=== Data records ===
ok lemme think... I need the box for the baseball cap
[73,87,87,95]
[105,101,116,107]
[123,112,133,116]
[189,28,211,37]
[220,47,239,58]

=== Task prompt ===
Every entry needs to be copied again, word for word.

=== Your solution ===
ok lemme think... I need the box for the baseball cap
[73,87,87,95]
[105,101,116,107]
[123,112,133,116]
[189,28,211,37]
[220,47,239,58]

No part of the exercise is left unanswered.